**练习题目 1**
请把二叉树构造节选中从“poMid := poStart”开始、到“len(inorder), 0, len(postorder))”结束的这一段照抄下来。
**练习题目 2**
根据二叉树构造节选回答下列问题：
(a) 用后序与中序遍历构造时，当前根节点取的是哪个值？
(b) 第一个 traverse 函数里，poStart 等于 poEnd 时返回什么？
(c) 用前序与中序遍历构造时，TreeBuilder 结构体有哪两个字段？
**练习题目 3**
从中序与前序遍历构造二叉树的这段节选在哪里停下，就从那里接着写下去。

++++ 节选

先取后序遍历最后一个值作为当前根节点，从中序遍历比对确定左右子树切割位置，后序遍历子树大小应和中序遍历数组子序列一致，将切分出的左右子序列递归。

/**
 * Definition for a binary tree node.
 * type TreeNode struct {
 *     Val int
 *     Left *TreeNode
 *     Right *TreeNode
 * }
 */
type TreeBuilder struct {
    inorder []int
    postorder []int
}

func (t TreeBuilder)traverse(inStart, inEnd, poStart, poEnd int) *TreeNode {
    if poStart == poEnd { return nil }
    rootVal := t.postorder[poEnd - 1]
    root := &TreeNode{Val: rootVal}
    if poEnd - poStart == 1 { return root }

    var inMid int
    for inMid = inStart; inMid < inEnd; inMid++ {
        if t.inorder[inMid] == rootVal { break }
    }

    poMid := poStart + inMid - inStart
    root.Left = t.traverse(inStart, inMid, poStart, poMid)
    root.Right = t.traverse(inMid + 1, inEnd, poMid, poEnd - 1)
    return root
}

func buildTree(inorder []int, postorder []int) *TreeNode {
    return TreeBuilder{inorder, postorder}.traverse(0, len(inorder), 0, len(postorder))
}

# 从中序与前序遍历序列构造二叉树

从中序与前序遍历序列构造二叉树

类似后序+中序

/**
 * Definition for a binary tree node.
 * type TreeNode struct {
 *     Val int
 *     Left *TreeNode
 *     Right *TreeNode
 * }
 */
type TreeBuilder struct {
    inorder []int
    preorder []int
}

func (t TreeBuilder)traverse(inStart, inEnd, prStart, prEnd int) *TreeNode {
    // fmt.Printf("%v %v | %v %v \n", inStart, inEnd, prStart, prEnd)

++++++++
++++ 原始资料

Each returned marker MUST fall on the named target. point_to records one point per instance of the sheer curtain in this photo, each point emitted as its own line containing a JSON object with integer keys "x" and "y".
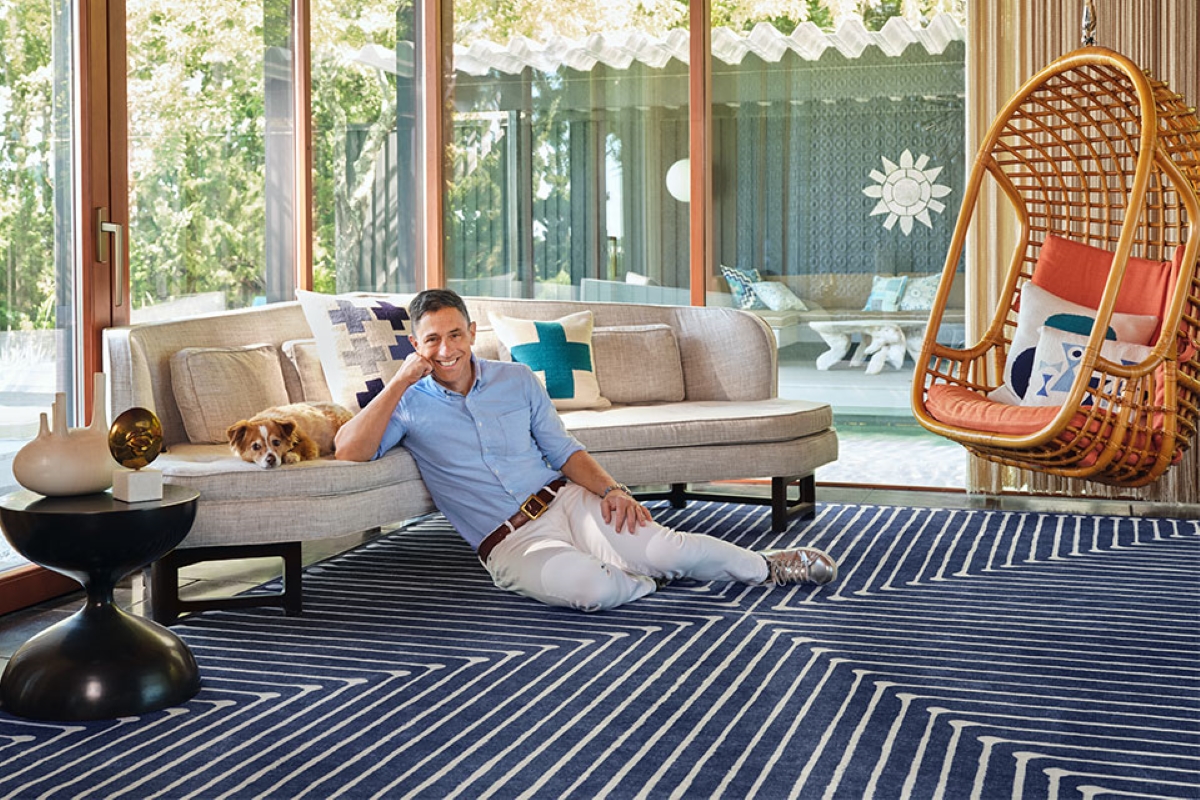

++++++++

**参考答案 1**
poMid := poStart + inMid - inStart
    root.Left = t.traverse(inStart, inMid, poStart, poMid)
    root.Right = t.traverse(inMid + 1, inEnd, poMid, poEnd - 1)
    return root
}

func buildTree(inorder []int, postorder []int) *TreeNode {
    return TreeBuilder{inorder, postorder}.traverse(0, len(inorder), 0, len(postorder))

**参考答案 2**
(a) 后序遍历的最后一个值。
(b) 返回 nil。
(c) inorder 和 preorder。

**参考答案 3**
    if prStart == prEnd { return nil }
    rootVal := t.preorder[prStart]
    root := &TreeNode{Val: rootVal}
    if prEnd - prStart == 1 { return root }

    var inMid int
    for inMid = inStart; inMid < inEnd; inMid++ {
        if t.inorder[inMid] == rootVal { break }
    }

    prMid := prStart + 1 + inMid - inStart
    root.Left = t.traverse(inStart, inMid, prStart + 1, prMid)
    root.Right = t.traverse(inMid + 1, inEnd, prMid, prEnd)
    return root
}

func buildTree(preorder []int, inorder []int) *TreeNode {
    return TreeBuilder{inorder, preorder}.traverse(0, len(inorder), 0, len(preorder))
}

改写成slice更简洁

/**
 * Definition for a binary tree node.
 * type TreeNode struct {
 *     Val int
 *     Left *TreeNode
 *     Right *TreeNode
 * }
 */
func buildTree(preorder []int, inorder []int) *TreeNode {
    // fmt.Printf("%v | %v \n", preorder, inorder)
    if len(preorder) == 0 { return nil }
    rootVal := preorder[0]
    root := &TreeNode{Val: rootVal}
    if len(preorder) == 1 { return root }

    var inMid int
    for inMid = 0; inMid < len(inorder); inMid++ {
        if inorder[inMid] == rootVal { break }
    }

    root.Left = buildTree(preorder[1:1+inMid], inorder[:inMid])
    root.Right = buildTree(preorder[1+inMid:], inorder[inMid+1:])
    return root
}

# 最大二叉树

最大二叉树

递归

/**
 * Definition for a binary tree node.
 * type TreeNode struct {
 *     Val int
 *     Left *TreeNode
 *     Right *TreeNode
 * }
 */
func constructMaximumBinaryTree(nums []int) *TreeNode {
    if len(nums) == 0 { return nil }
    max := nums[0]
    index := 0
    for i, v := range nums {
        if v > max { 
            max = v
            index = i
        }
    }
    root := &TreeNode{Val: max}
    root.Left = constructMaximumBinaryTree(nums[:index])
    root.Right = constructMaximumBinaryTree(nums[index+1:])
    return root
}

# 合并二叉树

合并二叉树

递归

/**
 * Definition for a binary tree node.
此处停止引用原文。